##### DATA FOR PROCESSING
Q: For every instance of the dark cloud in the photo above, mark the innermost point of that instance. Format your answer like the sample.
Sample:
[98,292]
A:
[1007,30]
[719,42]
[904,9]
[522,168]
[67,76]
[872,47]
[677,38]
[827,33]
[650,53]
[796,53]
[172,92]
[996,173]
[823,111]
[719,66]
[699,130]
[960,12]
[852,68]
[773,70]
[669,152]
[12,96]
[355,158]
##########
▶ _WHAT THE EXERCISE ASKS_:
Once you have read the records above, set each one down again exactly.

▶ _TASK RESPONSE_:
Q: For every instance of the dark cloud in the photo above, mark the innermost point of that instance. Format your answer like the sample.
Sample:
[98,292]
A:
[1007,30]
[719,42]
[904,9]
[522,168]
[67,76]
[872,47]
[677,38]
[827,33]
[650,53]
[796,53]
[172,92]
[996,173]
[823,111]
[719,66]
[699,130]
[960,12]
[852,68]
[773,70]
[669,152]
[12,96]
[355,158]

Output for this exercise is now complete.